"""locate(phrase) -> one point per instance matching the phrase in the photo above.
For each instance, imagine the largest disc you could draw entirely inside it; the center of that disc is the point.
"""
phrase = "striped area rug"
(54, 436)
═══
Problem statement
Copy the records above word for word, keeping each line in its original order and form.

Result for this exercise
"""locate(phrase) -> one point per instance matching the phrase in the photo above.
For each instance, imagine the largest disc you could draw entirely inside it; the center of that disc is the point.
"""
phrase = "striped area rug"
(54, 436)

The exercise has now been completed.